TEXT EXTRACT:
One of the first things my new boss told me after I came to Japan to work as an English teacher in the early 80s was that “all Japanese are bilingual”. By that, he meant that every Japanese was fluent both in hyojungo, the standard language used for television, radio, books, and magazines, and in the local dialect that people use to varying degrees to conduct the business of everyday life in their communities. I soon found out that he wasn’t exaggerating; despite taking three years of Japanese language courses at university before coming to Japan, in the first months after my arrival in Kyushu I often had no idea what people were saying in the local dialect.

I wasn’t alone. While Japanese know and understand the most common traits of the many dialects in the country, they can get sucked into the verbal quicksand just as quickly when people get down and dirty with the hardcore version of their local language. In fact, the leaders in Kagoshima at the southern end of Kyushu encouraged the use of their arcane dialect during the feudal period as an instant detector of spies from the Shogun or Imperial court, who didn’t have a prayer of keeping up linguistically.

Hisashi Inoue

I spent a weekend in Kagoshima about a year after coming to Japan, by which time I had started to get comfortable with my local dialect. But the folks in Kagoshima might as well have been speaking Urdu considering how little I understood them. In fact, I went with that same boss and the other English teachers at the school to visit some people affiliated with his international exchange program. He was angry with me after we returned, accusing me of doing a poor job of socializing by not engaging them in conversation or laughing at their jokes. I protested that I had no idea what they were saying. That explanation cut no ice with him: “None of us understood what they were saying either, but we laughed along with them to be friendly.”

I’ve come to appreciate the Kagoshima dialect more since my first inauspicious exposure to it—middle-aged women have a wonderful, distinctive speech rhythm that sounds as if they are half-talking and half-singing—but it is still deucedly difficult to pick up. (And no one in Japan has a clue about what they’re saying down in Okinawa.) Indeed, I’m very impressed by how the Japanese use dialect, because they are, in a real sense, bilingual.

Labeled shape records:
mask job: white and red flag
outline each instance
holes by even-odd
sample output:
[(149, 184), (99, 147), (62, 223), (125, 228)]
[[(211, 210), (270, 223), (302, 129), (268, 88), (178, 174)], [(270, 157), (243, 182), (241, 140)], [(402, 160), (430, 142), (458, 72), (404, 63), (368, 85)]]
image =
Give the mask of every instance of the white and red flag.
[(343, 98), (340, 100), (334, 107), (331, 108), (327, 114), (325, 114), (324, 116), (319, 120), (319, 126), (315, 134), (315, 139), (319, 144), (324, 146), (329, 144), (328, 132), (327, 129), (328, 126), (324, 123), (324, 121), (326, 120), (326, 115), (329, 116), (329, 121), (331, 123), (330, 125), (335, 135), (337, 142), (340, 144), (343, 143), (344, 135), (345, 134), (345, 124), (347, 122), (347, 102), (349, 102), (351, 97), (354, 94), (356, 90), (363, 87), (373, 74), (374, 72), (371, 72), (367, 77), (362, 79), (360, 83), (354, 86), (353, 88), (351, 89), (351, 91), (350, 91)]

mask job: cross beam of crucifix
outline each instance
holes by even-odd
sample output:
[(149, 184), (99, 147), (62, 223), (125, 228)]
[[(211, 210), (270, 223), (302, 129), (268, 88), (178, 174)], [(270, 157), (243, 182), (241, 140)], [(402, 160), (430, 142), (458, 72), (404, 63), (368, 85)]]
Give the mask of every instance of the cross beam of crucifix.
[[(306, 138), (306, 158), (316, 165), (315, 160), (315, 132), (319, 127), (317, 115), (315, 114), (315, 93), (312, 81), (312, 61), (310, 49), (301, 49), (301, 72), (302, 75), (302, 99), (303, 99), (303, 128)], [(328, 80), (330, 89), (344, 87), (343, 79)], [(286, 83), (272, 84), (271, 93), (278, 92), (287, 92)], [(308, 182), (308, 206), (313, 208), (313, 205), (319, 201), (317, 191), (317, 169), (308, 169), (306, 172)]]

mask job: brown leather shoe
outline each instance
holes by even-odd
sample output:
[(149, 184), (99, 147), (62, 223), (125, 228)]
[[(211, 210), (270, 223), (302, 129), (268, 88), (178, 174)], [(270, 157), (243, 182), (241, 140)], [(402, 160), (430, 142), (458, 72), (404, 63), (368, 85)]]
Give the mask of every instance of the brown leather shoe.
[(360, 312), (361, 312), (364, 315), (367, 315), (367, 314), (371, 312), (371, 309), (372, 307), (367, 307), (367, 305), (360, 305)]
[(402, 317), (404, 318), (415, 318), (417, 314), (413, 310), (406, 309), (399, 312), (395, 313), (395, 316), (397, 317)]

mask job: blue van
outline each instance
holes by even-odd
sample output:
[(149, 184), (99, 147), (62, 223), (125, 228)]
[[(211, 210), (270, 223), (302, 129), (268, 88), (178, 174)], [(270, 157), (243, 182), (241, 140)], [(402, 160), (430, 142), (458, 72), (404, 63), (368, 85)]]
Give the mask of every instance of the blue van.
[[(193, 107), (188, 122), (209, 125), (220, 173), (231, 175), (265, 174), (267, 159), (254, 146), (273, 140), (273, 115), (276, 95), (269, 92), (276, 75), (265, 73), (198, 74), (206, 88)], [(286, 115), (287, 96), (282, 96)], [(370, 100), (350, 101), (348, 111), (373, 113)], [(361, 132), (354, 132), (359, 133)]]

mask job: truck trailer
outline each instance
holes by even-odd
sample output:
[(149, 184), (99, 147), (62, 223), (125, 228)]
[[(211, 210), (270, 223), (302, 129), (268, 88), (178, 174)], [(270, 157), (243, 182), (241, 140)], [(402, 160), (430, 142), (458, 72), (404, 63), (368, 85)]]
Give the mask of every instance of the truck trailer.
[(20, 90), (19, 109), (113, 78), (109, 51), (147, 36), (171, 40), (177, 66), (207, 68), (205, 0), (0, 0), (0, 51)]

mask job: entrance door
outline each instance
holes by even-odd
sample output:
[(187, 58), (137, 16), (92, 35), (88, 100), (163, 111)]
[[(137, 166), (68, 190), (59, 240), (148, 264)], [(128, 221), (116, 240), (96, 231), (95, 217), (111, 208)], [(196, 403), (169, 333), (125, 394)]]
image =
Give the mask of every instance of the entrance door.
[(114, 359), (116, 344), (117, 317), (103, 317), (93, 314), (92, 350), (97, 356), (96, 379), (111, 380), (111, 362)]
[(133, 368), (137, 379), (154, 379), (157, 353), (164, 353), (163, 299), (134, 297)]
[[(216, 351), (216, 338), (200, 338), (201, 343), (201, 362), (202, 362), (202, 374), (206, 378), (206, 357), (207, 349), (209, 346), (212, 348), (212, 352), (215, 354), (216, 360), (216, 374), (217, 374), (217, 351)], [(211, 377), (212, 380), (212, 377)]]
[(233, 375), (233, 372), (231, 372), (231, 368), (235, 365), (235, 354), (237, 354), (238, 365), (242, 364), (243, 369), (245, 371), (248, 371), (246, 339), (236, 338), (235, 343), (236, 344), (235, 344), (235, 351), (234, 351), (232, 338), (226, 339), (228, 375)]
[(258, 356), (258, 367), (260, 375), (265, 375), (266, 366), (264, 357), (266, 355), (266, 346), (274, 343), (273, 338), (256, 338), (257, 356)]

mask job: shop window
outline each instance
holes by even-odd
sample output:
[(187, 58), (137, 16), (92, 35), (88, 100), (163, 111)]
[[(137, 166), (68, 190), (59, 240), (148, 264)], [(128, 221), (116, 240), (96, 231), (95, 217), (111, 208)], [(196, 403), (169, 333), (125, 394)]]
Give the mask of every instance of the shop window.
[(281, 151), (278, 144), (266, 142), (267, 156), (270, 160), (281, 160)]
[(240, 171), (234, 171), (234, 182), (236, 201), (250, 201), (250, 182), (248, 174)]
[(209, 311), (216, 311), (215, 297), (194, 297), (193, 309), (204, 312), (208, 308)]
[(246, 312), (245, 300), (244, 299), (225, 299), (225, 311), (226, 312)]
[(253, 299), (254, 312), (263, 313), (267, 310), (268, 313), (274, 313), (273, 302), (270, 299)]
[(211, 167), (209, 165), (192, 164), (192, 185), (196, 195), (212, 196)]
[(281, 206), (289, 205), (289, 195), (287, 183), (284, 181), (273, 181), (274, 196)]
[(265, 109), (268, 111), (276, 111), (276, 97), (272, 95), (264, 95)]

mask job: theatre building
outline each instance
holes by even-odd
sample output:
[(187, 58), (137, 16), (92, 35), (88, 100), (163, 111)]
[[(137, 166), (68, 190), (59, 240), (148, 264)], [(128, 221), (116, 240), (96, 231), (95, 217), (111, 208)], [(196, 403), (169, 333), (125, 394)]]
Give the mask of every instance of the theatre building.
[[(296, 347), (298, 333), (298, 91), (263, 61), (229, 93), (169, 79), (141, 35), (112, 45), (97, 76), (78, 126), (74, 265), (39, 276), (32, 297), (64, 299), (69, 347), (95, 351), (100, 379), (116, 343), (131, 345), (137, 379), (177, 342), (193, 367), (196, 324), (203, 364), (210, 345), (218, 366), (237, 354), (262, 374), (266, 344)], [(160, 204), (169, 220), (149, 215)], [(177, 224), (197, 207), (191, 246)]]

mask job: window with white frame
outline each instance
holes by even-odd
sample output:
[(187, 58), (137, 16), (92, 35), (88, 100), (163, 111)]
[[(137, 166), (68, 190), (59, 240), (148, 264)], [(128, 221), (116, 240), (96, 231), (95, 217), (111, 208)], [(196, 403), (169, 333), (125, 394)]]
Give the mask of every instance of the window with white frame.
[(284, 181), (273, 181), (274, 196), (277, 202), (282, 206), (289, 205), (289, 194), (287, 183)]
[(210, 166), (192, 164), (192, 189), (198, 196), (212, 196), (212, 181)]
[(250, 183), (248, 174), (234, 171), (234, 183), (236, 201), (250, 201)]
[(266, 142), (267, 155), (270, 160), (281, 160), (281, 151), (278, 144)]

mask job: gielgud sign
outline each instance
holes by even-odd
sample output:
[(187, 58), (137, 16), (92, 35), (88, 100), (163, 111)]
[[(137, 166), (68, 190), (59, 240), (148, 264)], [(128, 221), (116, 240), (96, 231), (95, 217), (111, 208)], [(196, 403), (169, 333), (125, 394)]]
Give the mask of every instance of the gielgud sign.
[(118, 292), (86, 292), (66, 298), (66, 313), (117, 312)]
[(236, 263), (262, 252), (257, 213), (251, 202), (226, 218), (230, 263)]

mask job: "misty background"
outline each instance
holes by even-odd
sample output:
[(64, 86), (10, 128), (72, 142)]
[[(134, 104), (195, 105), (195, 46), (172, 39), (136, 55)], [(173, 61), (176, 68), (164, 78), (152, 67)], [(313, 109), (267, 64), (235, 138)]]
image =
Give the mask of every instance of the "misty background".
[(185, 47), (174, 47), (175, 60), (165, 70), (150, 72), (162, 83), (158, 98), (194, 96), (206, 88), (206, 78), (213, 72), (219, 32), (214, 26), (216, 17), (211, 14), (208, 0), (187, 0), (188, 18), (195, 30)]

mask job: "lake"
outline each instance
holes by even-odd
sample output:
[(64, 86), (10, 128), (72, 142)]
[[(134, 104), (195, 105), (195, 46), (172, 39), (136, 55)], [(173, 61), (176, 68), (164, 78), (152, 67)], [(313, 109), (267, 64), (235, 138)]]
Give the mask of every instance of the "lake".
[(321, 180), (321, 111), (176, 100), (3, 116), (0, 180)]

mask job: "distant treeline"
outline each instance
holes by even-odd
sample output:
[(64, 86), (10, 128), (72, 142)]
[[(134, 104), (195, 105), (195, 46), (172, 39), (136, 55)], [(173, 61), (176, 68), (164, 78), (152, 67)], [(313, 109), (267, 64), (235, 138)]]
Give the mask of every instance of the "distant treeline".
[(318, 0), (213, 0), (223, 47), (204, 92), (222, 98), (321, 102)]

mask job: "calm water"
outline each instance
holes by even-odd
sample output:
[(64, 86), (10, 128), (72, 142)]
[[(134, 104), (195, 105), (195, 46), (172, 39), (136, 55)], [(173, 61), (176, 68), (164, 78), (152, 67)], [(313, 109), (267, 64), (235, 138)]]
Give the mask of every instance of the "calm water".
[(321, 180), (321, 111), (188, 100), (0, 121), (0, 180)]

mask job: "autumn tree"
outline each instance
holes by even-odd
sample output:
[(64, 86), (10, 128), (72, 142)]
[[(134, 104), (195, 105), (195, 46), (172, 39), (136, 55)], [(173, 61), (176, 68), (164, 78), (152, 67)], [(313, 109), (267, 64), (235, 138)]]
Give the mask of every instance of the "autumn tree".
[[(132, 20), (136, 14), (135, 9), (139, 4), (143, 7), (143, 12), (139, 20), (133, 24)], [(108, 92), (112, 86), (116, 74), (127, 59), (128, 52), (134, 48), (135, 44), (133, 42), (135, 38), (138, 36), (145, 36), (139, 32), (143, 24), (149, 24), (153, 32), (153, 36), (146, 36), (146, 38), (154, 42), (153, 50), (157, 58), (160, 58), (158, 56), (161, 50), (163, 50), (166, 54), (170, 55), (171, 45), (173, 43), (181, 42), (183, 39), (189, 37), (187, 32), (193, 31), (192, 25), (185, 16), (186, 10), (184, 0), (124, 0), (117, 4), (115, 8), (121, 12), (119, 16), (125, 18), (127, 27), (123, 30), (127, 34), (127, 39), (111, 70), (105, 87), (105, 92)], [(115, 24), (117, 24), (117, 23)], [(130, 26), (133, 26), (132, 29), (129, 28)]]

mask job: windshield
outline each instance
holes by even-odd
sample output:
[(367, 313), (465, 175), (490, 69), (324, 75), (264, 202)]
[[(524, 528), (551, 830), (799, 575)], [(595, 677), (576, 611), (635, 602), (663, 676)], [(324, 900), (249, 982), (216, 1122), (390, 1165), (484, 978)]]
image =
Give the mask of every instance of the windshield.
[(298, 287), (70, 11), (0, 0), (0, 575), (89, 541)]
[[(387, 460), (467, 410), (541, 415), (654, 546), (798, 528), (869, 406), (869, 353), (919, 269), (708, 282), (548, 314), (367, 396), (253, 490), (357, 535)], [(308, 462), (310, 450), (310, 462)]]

WRITTEN TASKS:
1. Answer these about the piece on Japanese dialects:
(a) What job did the writer come to Japan to do?
(b) How many years of Japanese language courses did the writer take at university before coming to Japan?
(c) During the feudal period, why did the leaders in Kagoshima encourage the use of their dialect?
2. Please transcribe the piece on Japanese dialects word for word, from "One of the first" up to and including "the local dialect.".

ANSWERS IN ORDER:
1.
(a) English teacher.
(b) Three years.
(c) As an instant detector of spies from the Shogun or Imperial court.

2.
One of the first things my new boss told me after I came to Japan to work as an English teacher in the early 80s was that “all Japanese are bilingual”. By that, he meant that every Japanese was fluent both in hyojungo, the standard language used for television, radio, books, and magazines, and in the local dialect that people use to varying degrees to conduct the business of everyday life in their communities. I soon found out that he wasn’t exaggerating; despite taking three years of Japanese language courses at university before coming to Japan, in the first months after my arrival in Kyushu I often had no idea what people were saying in the local dialect.